Extracted entries:
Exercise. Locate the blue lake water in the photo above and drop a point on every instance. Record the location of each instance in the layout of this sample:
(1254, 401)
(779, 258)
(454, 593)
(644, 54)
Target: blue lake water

Problem description:
Copy the records above line for line, with no changes to wording, numbers, or order.

Response:
Exercise. Locate the blue lake water in the photo above and drop a point on every instance. Record the location of each instance in the layout of this sample:
(1254, 401)
(779, 258)
(454, 593)
(644, 54)
Target: blue lake water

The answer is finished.